**Data extract:**
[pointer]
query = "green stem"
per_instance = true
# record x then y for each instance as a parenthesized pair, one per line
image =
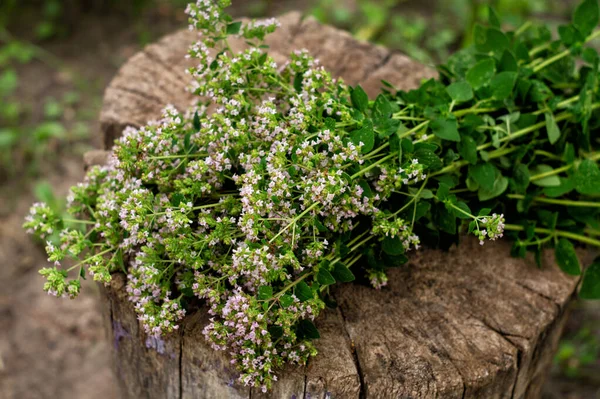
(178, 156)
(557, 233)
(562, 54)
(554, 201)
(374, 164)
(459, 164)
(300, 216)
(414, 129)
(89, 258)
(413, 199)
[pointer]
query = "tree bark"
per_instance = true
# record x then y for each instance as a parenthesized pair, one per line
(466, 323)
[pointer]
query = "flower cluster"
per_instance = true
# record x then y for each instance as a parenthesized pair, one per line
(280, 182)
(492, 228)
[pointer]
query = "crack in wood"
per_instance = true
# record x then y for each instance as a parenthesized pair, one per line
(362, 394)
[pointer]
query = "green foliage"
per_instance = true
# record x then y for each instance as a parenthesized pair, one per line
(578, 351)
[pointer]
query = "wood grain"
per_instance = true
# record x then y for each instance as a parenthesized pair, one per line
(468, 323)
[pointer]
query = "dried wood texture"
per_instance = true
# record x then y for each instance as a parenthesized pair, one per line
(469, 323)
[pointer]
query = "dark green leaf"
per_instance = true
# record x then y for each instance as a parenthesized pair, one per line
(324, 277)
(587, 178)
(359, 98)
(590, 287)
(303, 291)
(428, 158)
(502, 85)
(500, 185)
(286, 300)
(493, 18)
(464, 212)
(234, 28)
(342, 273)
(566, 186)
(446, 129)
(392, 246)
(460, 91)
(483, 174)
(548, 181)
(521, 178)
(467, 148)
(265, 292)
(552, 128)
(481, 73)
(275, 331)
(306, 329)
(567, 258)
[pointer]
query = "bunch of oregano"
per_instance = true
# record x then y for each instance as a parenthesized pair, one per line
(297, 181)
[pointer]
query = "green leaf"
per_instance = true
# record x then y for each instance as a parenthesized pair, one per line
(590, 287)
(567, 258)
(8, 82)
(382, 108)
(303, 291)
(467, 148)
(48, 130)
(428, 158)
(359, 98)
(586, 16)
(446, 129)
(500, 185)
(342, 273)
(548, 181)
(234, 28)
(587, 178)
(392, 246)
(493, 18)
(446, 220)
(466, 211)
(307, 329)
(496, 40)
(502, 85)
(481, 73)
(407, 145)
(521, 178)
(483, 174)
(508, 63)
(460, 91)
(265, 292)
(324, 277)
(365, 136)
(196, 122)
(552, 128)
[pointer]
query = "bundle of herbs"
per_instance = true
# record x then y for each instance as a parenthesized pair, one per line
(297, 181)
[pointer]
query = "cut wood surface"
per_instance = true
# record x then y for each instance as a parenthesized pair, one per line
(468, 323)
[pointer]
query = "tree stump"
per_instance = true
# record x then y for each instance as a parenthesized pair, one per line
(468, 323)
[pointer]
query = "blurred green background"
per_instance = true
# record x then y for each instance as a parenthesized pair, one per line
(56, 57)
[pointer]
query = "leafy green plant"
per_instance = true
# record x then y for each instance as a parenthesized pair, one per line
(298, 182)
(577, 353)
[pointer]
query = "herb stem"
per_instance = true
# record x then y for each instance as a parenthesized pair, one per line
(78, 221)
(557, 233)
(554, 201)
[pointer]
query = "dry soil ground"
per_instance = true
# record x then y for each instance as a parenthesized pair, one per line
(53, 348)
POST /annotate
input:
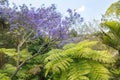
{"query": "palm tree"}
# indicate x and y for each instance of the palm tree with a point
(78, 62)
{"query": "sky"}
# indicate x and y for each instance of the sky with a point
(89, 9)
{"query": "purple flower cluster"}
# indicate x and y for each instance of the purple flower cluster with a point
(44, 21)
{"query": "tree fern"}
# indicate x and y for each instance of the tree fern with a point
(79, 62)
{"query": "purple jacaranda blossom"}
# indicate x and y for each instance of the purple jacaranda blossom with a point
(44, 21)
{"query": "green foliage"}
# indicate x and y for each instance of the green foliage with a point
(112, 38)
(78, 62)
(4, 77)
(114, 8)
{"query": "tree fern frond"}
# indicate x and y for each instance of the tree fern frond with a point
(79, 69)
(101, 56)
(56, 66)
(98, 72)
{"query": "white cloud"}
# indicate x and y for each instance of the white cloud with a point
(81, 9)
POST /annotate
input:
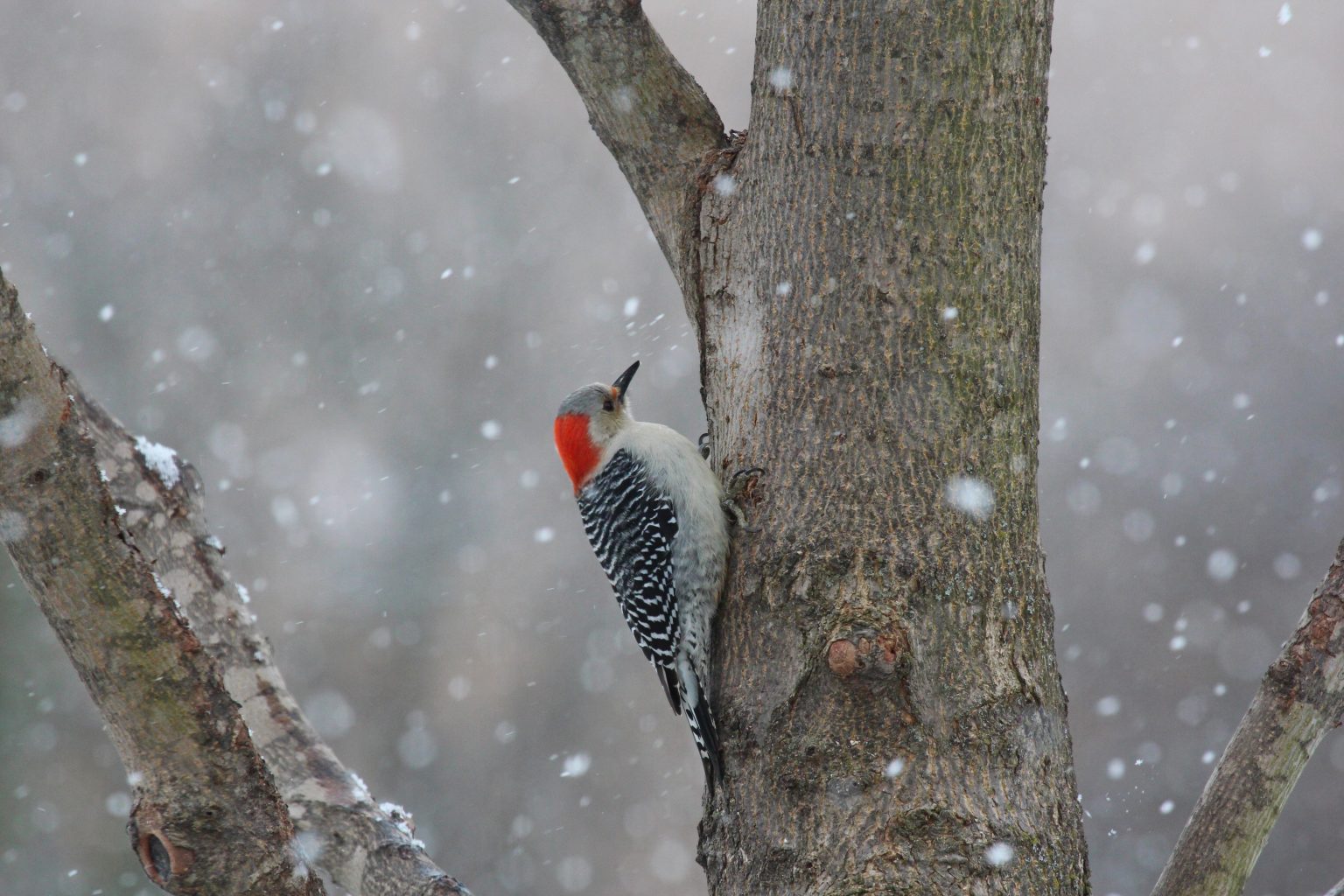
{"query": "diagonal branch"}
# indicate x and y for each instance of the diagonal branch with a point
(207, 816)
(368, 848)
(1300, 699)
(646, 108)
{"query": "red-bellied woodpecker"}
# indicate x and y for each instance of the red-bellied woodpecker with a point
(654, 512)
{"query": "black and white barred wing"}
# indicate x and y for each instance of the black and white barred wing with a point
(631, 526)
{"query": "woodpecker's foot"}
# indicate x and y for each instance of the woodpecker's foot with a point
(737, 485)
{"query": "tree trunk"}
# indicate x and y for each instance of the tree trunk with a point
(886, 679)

==

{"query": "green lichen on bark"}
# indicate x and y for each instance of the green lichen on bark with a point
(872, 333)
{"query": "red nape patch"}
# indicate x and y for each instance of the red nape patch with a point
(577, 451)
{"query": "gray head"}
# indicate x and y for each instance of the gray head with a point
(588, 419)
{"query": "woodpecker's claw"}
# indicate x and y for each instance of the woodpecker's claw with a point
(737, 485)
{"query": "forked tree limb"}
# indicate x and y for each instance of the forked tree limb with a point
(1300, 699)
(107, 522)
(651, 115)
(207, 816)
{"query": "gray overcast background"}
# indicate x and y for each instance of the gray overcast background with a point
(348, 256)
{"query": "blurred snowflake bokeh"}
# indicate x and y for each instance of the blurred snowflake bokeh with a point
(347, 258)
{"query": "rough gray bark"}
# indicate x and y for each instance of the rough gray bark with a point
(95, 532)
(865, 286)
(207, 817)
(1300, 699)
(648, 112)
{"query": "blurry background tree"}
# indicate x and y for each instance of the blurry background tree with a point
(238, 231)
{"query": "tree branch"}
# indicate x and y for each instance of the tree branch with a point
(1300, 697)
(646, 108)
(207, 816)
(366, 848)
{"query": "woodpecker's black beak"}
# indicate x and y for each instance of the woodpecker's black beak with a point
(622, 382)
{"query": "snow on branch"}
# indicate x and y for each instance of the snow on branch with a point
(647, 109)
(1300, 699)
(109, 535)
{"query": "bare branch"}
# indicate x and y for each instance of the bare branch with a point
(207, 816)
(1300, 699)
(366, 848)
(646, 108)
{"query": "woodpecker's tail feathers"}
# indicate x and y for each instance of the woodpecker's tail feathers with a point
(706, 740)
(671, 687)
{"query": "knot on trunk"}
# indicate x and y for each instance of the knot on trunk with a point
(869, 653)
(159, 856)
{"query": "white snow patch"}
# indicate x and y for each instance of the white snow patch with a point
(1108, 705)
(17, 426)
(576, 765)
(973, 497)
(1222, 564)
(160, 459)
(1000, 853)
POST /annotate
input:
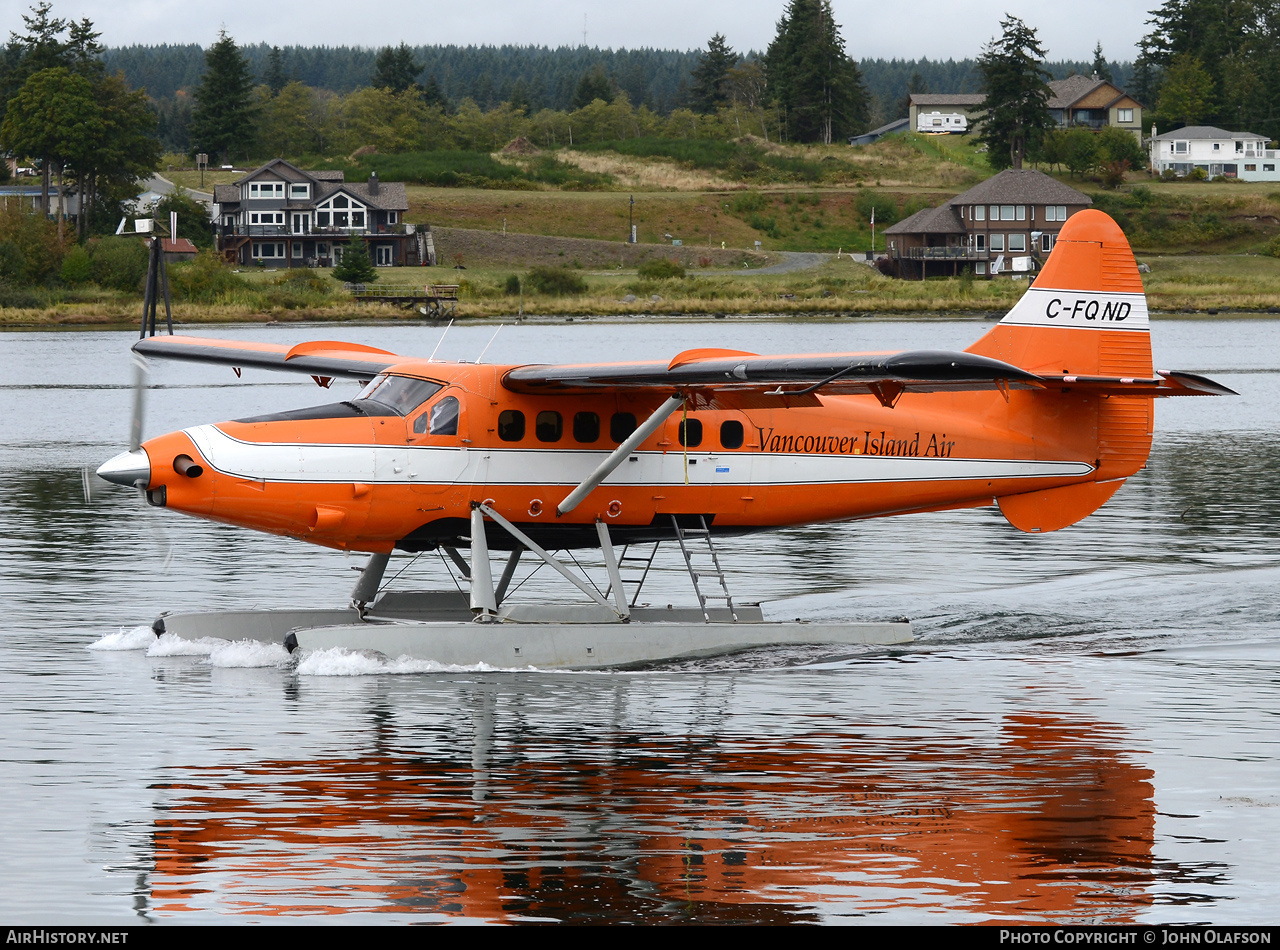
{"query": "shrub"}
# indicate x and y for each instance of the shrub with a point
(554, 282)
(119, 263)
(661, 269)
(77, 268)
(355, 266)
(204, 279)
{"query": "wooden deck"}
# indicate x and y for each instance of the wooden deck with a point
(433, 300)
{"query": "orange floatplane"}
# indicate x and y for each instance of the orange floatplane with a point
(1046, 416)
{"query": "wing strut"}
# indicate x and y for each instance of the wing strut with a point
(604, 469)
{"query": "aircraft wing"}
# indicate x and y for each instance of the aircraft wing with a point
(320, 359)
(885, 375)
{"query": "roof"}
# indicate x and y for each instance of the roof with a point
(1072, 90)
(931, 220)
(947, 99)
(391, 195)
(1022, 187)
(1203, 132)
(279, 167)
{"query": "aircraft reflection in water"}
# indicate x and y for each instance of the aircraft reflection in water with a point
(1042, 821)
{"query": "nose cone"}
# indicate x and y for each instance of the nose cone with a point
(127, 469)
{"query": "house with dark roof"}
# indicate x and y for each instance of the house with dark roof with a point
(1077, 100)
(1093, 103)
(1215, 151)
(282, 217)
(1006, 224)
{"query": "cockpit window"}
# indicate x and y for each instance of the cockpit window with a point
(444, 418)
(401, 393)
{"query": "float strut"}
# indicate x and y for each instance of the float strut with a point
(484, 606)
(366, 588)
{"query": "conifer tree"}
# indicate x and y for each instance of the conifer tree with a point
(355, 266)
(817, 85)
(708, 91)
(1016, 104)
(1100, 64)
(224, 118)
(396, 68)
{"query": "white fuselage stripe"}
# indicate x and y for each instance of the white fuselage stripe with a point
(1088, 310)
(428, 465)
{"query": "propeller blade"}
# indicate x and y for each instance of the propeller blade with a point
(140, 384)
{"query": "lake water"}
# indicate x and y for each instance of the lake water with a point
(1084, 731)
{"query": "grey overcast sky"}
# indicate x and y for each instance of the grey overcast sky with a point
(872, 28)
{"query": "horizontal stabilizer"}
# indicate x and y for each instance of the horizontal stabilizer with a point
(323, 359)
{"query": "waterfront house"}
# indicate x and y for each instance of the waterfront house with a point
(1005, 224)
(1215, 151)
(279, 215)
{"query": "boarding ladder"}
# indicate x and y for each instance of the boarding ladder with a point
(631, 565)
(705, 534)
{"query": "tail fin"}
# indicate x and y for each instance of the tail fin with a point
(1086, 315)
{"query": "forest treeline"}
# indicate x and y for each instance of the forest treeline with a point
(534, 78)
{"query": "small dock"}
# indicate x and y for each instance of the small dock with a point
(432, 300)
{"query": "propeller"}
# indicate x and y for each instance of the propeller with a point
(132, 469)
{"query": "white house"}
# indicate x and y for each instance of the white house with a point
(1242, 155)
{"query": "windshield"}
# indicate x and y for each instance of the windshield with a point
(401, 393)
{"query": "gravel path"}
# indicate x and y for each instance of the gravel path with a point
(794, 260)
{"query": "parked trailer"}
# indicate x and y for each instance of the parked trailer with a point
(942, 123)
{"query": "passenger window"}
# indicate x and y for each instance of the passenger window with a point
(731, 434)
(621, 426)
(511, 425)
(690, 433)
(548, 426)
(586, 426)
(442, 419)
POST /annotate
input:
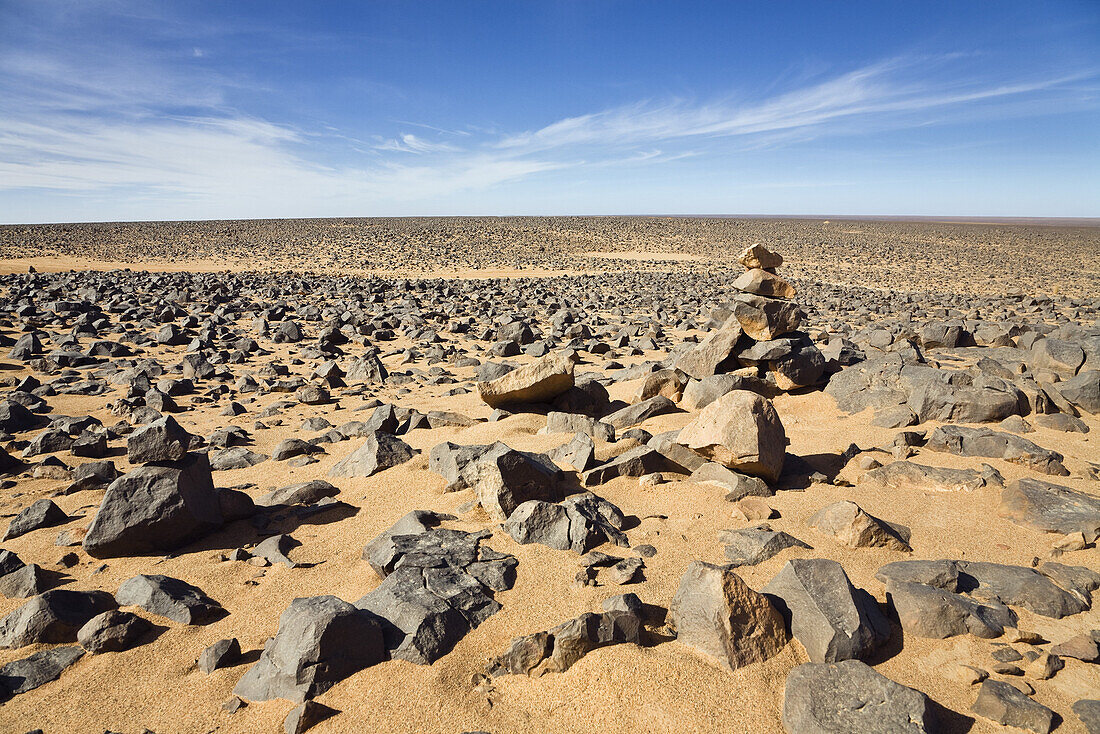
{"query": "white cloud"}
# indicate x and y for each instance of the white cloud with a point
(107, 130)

---

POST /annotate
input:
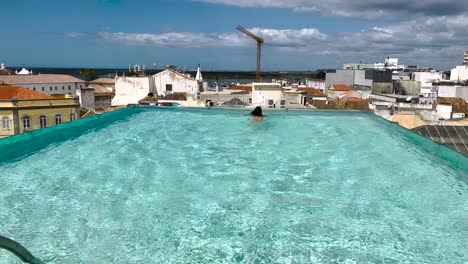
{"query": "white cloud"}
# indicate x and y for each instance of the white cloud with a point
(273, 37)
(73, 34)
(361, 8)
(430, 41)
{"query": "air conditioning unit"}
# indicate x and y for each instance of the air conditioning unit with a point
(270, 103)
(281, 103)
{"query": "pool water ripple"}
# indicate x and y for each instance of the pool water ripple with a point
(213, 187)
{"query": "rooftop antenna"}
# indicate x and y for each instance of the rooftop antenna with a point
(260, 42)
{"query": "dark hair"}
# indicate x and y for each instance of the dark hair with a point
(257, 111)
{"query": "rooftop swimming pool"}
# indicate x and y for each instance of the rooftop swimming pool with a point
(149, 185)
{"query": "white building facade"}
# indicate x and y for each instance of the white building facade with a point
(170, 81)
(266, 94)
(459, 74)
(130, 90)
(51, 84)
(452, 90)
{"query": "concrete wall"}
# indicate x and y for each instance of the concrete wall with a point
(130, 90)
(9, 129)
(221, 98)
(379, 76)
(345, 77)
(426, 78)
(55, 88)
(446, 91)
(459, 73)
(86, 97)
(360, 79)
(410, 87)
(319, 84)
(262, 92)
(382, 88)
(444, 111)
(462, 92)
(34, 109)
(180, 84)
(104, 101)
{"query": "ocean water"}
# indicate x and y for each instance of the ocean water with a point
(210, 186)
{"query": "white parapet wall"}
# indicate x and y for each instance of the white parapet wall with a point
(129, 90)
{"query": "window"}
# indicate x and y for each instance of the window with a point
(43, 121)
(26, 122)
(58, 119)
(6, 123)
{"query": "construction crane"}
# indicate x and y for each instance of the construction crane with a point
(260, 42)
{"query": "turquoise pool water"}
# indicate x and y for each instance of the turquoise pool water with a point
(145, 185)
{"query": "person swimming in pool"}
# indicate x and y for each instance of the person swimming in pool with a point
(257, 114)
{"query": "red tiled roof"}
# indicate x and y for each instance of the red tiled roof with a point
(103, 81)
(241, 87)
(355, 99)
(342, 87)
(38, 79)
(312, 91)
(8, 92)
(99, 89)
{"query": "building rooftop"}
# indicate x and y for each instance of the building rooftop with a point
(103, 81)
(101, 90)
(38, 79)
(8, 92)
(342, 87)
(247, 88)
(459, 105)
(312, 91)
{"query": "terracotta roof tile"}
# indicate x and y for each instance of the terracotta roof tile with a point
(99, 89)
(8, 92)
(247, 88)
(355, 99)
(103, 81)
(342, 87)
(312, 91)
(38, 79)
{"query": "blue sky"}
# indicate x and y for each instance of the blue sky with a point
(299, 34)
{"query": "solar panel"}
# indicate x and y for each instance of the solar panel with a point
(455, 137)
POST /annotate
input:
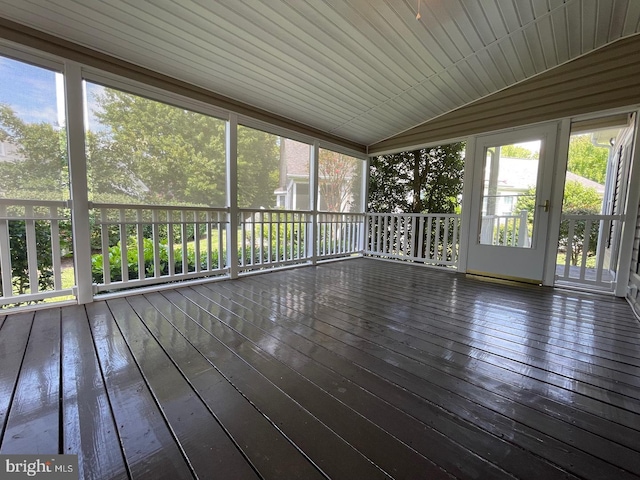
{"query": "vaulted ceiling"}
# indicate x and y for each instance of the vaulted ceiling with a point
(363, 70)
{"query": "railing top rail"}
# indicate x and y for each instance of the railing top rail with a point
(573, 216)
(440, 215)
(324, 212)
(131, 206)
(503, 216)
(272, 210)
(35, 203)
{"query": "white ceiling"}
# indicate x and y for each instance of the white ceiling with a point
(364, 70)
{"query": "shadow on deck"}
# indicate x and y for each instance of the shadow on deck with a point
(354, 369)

**Aim:** Identify every line in the entries above that contains the string "gravel", matching case exactly, and copy each such line in full.

**Response to this exercise:**
{"query": "gravel path"}
# indicate x and y for each instance of the gravel path with a point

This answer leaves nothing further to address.